▶ [EXERCISE DIRECTIONS] The answer must be the full data, restated word for word, with no pictures in it.

--- GIVEN RECORDS Enclosed Below ---

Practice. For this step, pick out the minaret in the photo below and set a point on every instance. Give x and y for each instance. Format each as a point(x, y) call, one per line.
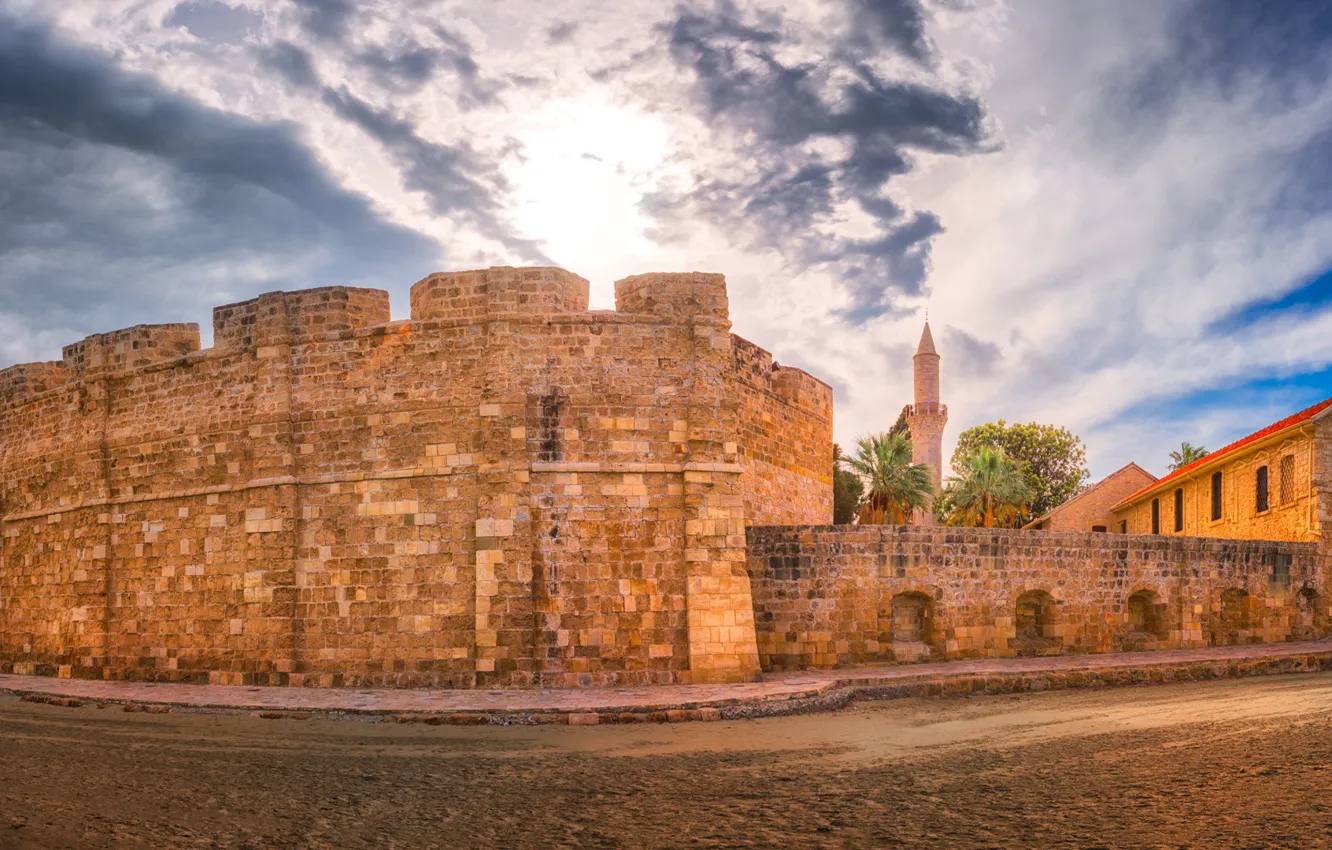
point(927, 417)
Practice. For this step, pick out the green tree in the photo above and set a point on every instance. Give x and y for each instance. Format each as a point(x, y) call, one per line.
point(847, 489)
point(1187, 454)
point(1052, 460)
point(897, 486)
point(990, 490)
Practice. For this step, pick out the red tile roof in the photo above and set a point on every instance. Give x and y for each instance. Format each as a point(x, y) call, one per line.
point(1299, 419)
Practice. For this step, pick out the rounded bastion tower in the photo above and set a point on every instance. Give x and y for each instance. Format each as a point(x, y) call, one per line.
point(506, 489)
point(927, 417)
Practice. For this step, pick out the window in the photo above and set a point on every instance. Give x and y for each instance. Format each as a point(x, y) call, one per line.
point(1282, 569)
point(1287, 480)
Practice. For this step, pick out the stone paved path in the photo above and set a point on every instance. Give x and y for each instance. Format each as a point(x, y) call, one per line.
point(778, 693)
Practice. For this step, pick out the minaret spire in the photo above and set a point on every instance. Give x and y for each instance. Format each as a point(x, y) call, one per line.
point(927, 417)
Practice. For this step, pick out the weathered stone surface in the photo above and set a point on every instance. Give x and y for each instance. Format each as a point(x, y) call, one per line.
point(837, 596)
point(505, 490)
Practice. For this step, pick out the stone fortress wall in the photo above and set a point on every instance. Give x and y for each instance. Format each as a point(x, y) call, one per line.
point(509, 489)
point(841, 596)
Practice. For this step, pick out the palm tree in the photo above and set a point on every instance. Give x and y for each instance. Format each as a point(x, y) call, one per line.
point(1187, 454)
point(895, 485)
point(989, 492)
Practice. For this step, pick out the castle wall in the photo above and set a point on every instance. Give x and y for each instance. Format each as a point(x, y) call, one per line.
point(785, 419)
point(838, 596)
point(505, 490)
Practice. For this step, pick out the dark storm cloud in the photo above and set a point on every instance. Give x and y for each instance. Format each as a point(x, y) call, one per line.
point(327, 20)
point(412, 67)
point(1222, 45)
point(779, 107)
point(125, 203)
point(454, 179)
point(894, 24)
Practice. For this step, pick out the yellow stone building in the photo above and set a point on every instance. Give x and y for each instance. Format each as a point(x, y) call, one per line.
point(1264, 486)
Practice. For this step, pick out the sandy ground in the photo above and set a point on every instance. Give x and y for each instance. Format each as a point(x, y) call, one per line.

--- End of Enclosed GIVEN RECORDS ---

▶ [OUTPUT BELOW]
Practice. For this step, pick out the minaret in the photo below and set a point on every instance. Give x and y for each instance. Format each as a point(x, y) call, one per line.
point(927, 417)
Practice. For this step, pick out the green tree in the photo above and set a point on every instance. Give x and y for each instance. Format each as a point(x, y) call, one per line.
point(847, 489)
point(1187, 454)
point(1052, 460)
point(897, 486)
point(990, 490)
Practice. For this step, pick out the red tile roof in the photo above and set a point on every instance. Give x and y for each instance. Format each as a point(x, y) call, one per line.
point(1299, 419)
Practice. For this step, pick out the rounded bastion tower in the photo above and set a point on every instance. Give x and y for each instance. Format each as a point(x, y) call, one per line.
point(506, 489)
point(927, 417)
Practice. For this step, pick out the window in the photo above and set a point on every instance. Give x and y for each instance. Format each as a point(x, y) call, one per line.
point(1282, 569)
point(1287, 480)
Practice. For this step, pick out the stone paved path in the photo above and set a point on every instance. Give x and y for each instance. Format each as a point(x, y) call, one per line.
point(778, 693)
Practice. For this step, pick out the minaret spire in the photo above and set a point on every instance. Give x and y for each instance. Format each as a point(x, y) call, one per line.
point(927, 417)
Practice. For this step, pick out the weathered stone surface in the photo above and set a point on every instance. Give x and y for each instance. Format each as a point(x, y) call, one per line.
point(837, 596)
point(505, 490)
Practice. For this step, pick out the stone fortress wall in the photo above and set a point on every instance. Give x and y for each instance. Format each as a point(x, y) call, one per line.
point(509, 489)
point(841, 596)
Practice. For this step, pick out the palm tree in the photo above and set a point on every instance. Give x and y for each instance. Format each as a point(x, y) call, one per line.
point(1187, 454)
point(895, 485)
point(989, 492)
Practice. For this step, pick out the castle wall in the photo above and set a point on every instance. Give x and y for each instance. Format each as a point(x, y) call, one per line.
point(785, 419)
point(838, 596)
point(505, 490)
Practice. For this step, pick out the dark storm cloud in the photo above and set a point on every instance. Give x and y for each instance. Format each as a point(x, y) call, one per line.
point(327, 20)
point(412, 67)
point(1222, 45)
point(779, 107)
point(125, 203)
point(454, 179)
point(894, 24)
Practice. For this step, pick out the yellow stone building in the photo above and set a point on every instance. Give x and y for each instance. Format each as a point(x, y) call, one per line.
point(1264, 486)
Practice. For this step, pick out the sandy ground in the photo above and set a point on every instance. Give x and y for each instance. Format each as a point(x, y) call, one per line.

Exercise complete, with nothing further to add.